• [EXERCISES]:
[1] From the scheduling excerpt, list the tool's resource needs for each job and its average time to finish one job.
[2] Please condense the paragraph of the scheduling excerpt that begins "If we don't specify an instance" into a short bulleted list that keeps its main facts.
[3] In the scheduling excerpt, what does the 6 hours of instance time cost?

• [SOURCE EXTRACT]:

● ● ●

Let’s say we wrote a tool that processes 23 individual files corresponding to the individual human chromosomes. We have scattering enabled to ensure that all 23 jobs are generated at the same time. Additionally, let’s assume that our tool requires 1 CPU and 4 GB RAM and takes – on average – 45 minutes to complete one job.
If we don’t specify an instance for this tool to be run on, the scheduling algorithm will see that the tool can be run using the default instance – c4.2xlarge with 8 CPU and 15 GB RAM – and will proceed to doing so. By default, only one computation instance is used, so 8 CPUs and 15 GB of RAM is all we have to work with to process the 23 files. The limiting factor is the RAM available on the default instance, which can only allow for 3 jobs – requiring 4 GB of RAM each – to be carried out simultaneously. Hence 3 jobs will be executed in parallel, taking approximately 45 minutes to finish. To execute all of the 23 jobs, they will be organised into 8 batches of maximum 3 jobs each, taking a total of 6 hours to finish (45 min x 8 batches = 360 min). We could reduce the execution time to 45 minutes by increasing the number of instances permitted to run at the same time from 1 to 6 instances; however, in this case we would still be paying for 6 hours of instance time. This costs $2.4. Since we can run at most 3 jobs at a time on each c4.2xlarge instance, we’re only using 3 out of a possible 8 CPUs on each. This ought to make us suspect that a different instance type may provide resources that are a better fit with those we need.

● ● ●

[Localization data with one point per instance]
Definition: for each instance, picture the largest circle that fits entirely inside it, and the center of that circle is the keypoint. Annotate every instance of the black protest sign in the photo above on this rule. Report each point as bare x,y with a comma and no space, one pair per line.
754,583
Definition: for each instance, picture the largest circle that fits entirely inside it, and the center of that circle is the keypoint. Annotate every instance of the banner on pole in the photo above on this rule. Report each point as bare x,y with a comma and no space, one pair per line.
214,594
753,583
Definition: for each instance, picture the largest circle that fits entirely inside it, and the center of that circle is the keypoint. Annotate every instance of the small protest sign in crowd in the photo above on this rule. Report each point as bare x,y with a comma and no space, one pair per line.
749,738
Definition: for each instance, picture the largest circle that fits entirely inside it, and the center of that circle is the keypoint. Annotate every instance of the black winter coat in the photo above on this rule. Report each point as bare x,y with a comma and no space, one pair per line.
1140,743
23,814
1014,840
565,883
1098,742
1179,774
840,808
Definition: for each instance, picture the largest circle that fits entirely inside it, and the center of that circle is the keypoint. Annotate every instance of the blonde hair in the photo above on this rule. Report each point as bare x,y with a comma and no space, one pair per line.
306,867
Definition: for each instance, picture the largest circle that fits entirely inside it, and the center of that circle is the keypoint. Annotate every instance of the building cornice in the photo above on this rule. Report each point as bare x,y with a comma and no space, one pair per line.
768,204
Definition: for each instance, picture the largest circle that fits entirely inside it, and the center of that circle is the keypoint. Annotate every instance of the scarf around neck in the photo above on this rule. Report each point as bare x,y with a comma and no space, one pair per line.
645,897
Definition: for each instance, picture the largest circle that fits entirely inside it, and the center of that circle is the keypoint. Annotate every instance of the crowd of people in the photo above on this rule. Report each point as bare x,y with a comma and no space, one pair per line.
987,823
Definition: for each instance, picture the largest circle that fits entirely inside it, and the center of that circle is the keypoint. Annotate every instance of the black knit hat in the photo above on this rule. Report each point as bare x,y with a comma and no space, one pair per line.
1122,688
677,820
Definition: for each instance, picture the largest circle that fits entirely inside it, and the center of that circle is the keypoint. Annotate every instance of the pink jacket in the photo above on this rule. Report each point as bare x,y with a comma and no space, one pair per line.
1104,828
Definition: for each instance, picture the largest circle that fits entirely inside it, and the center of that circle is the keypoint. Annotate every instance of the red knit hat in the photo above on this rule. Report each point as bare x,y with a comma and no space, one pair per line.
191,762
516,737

● ● ●

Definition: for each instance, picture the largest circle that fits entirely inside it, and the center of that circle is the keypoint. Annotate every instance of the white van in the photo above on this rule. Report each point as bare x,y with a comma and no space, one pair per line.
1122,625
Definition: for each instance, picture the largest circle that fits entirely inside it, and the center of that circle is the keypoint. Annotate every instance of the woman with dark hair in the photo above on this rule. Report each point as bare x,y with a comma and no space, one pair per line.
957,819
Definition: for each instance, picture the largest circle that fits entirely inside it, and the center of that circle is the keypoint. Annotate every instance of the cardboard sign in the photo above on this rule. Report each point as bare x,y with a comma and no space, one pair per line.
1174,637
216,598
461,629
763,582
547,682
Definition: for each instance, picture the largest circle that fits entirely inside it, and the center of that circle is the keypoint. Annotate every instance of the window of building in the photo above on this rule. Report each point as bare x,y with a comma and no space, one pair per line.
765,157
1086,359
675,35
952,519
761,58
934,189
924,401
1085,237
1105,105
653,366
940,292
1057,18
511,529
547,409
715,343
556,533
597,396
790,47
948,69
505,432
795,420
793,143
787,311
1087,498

● ● ●

• [SOLUTIONS]:
[1]
- 1 CPU
- 4 GB RAM
- 45 minutes on average per job

[2]
- With no instance specified, the scheduler uses the default c4.2xlarge instance (8 CPU, 15 GB RAM).
- By default only one computation instance is used.
- RAM is the limiting factor: at 4 GB per job, only 3 jobs can run at once.
- The 23 jobs are grouped into 8 batches of at most 3 jobs, which takes 6 hours in total (45 min x 8 = 360 min).
- Allowing 6 instances at once would cut the run time to 45 minutes, but 6 hours of instance time would still be billed, costing $2.4.
- Each instance would use only 3 of its 8 CPUs, which suggests that a different instance type might fit the tool's needs better.

[3] $2.4